EXERCISE: Please give all the data below as a JSON list of strings, one string per line, skipping blank lines and leaving out any pictures.

_ _ _ _ _ _ _

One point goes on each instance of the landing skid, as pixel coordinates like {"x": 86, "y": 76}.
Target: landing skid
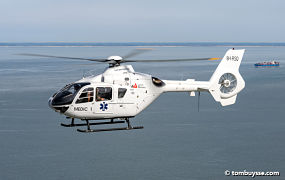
{"x": 126, "y": 120}
{"x": 110, "y": 129}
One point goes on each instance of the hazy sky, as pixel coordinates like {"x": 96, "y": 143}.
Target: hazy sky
{"x": 142, "y": 20}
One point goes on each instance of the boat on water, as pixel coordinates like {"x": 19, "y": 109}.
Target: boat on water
{"x": 272, "y": 63}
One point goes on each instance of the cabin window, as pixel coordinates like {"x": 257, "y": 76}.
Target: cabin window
{"x": 86, "y": 96}
{"x": 103, "y": 93}
{"x": 121, "y": 92}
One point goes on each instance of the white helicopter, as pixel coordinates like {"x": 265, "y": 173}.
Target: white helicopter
{"x": 121, "y": 93}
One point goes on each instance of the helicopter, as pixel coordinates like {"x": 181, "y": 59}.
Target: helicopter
{"x": 121, "y": 93}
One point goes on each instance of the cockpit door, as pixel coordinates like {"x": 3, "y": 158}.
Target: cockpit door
{"x": 103, "y": 100}
{"x": 83, "y": 105}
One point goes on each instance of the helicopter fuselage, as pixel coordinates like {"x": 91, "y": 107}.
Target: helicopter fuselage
{"x": 118, "y": 92}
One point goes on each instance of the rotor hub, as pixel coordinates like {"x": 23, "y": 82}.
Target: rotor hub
{"x": 227, "y": 83}
{"x": 115, "y": 58}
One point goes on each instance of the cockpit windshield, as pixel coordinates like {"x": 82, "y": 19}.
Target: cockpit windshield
{"x": 67, "y": 94}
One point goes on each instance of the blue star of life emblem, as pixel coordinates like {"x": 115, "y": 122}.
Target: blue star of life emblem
{"x": 103, "y": 106}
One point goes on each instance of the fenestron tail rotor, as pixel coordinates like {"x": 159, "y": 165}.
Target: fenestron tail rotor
{"x": 228, "y": 83}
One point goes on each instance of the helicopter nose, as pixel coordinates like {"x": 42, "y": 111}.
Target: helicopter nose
{"x": 50, "y": 102}
{"x": 60, "y": 109}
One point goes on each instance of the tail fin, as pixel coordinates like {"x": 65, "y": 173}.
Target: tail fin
{"x": 226, "y": 82}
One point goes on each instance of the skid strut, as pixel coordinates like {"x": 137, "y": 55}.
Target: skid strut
{"x": 88, "y": 125}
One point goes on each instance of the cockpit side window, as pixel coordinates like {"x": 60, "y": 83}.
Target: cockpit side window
{"x": 121, "y": 92}
{"x": 103, "y": 93}
{"x": 86, "y": 95}
{"x": 66, "y": 95}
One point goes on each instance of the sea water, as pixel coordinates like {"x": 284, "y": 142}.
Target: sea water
{"x": 177, "y": 141}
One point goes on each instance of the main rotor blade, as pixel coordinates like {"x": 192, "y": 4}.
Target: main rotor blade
{"x": 172, "y": 60}
{"x": 62, "y": 57}
{"x": 136, "y": 52}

_ _ _ _ _ _ _

RESULT FOR THIS TASK:
[
  "One point goes on each instance of the landing skid, as pixel coordinates like {\"x\": 86, \"y\": 76}.",
  "Target: landing skid",
  "{\"x\": 126, \"y\": 120}",
  "{\"x\": 110, \"y\": 129}",
  "One point goes on each instance of the hazy sky, as pixel coordinates like {\"x\": 96, \"y\": 143}.",
  "Target: hazy sky",
  "{\"x\": 142, \"y\": 20}",
  "One point goes on each instance of the boat on water, as pixel coordinates like {\"x\": 19, \"y\": 109}.",
  "Target: boat on water",
  "{\"x\": 272, \"y\": 63}",
  "One point goes on each instance of the cabin window, as pixel coordinates like {\"x\": 257, \"y\": 76}.",
  "Target: cabin window",
  "{\"x\": 86, \"y\": 96}",
  "{\"x\": 103, \"y\": 93}",
  "{\"x\": 121, \"y\": 92}",
  "One point goes on each instance of the white helicopter, as pixel coordinates like {\"x\": 265, \"y\": 173}.",
  "Target: white helicopter",
  "{\"x\": 121, \"y\": 93}",
  "One point goes on each instance of the helicopter, as pixel coordinates like {\"x\": 181, \"y\": 59}.",
  "Target: helicopter",
  "{\"x\": 121, \"y\": 93}",
  "One point goes on each instance of the cockpit door, as pixel coordinates like {\"x\": 3, \"y\": 158}.",
  "Target: cockpit door",
  "{\"x\": 103, \"y\": 100}",
  "{\"x\": 83, \"y\": 105}",
  "One point goes on each instance of the helicopter fuselage, as pixel coordinates like {\"x\": 91, \"y\": 107}.",
  "Target: helicopter fuselage",
  "{\"x\": 118, \"y\": 92}",
  "One point goes on each instance of the rotor hub, as pixel coordinates like {\"x\": 23, \"y\": 82}.",
  "Target: rotor hub",
  "{\"x\": 227, \"y\": 83}",
  "{\"x\": 115, \"y\": 58}",
  "One point goes on each instance of the cockpit windshield, as pixel coordinates like {\"x\": 82, \"y\": 19}.",
  "Target: cockpit windshield",
  "{\"x\": 67, \"y\": 94}",
  "One point goes on each instance of the blue star of life emblem, as pixel coordinates like {\"x\": 115, \"y\": 122}.",
  "Target: blue star of life emblem",
  "{\"x\": 103, \"y\": 106}",
  "One point goes on each instance of the fenestron tail rotor, as pixel coordinates like {\"x\": 159, \"y\": 165}.",
  "Target: fenestron tail rotor",
  "{\"x\": 228, \"y\": 83}",
  "One point goes on each instance of the helicopter nose, as pixel coordinates like {\"x\": 42, \"y\": 111}.",
  "Target: helicopter nose",
  "{\"x\": 50, \"y\": 102}",
  "{\"x\": 60, \"y\": 109}",
  "One point goes on each instance of the tail fin, as pixel coordinates like {\"x\": 65, \"y\": 173}.",
  "Target: tail fin",
  "{\"x\": 226, \"y\": 82}",
  "One point goes on each instance of the skid strut, as pixel coordinates like {\"x\": 137, \"y\": 55}.",
  "Target: skid strut",
  "{\"x\": 88, \"y\": 125}",
  "One point goes on each instance of the cockpit side window, as pixel coordinates like {\"x\": 60, \"y\": 83}.",
  "Target: cockpit side window",
  "{\"x\": 121, \"y\": 92}",
  "{\"x\": 103, \"y\": 93}",
  "{\"x\": 86, \"y\": 95}",
  "{\"x\": 66, \"y\": 95}",
  "One point goes on each instance of the sea water, as pixel coordinates like {\"x\": 284, \"y\": 142}.",
  "Target: sea water",
  "{\"x\": 177, \"y\": 141}",
  "One point goes on each instance of the main rotor blade, as pixel coordinates like {\"x\": 192, \"y\": 4}.",
  "Target: main rotor blade",
  "{\"x\": 172, \"y\": 60}",
  "{\"x\": 62, \"y\": 57}",
  "{\"x\": 136, \"y\": 52}"
]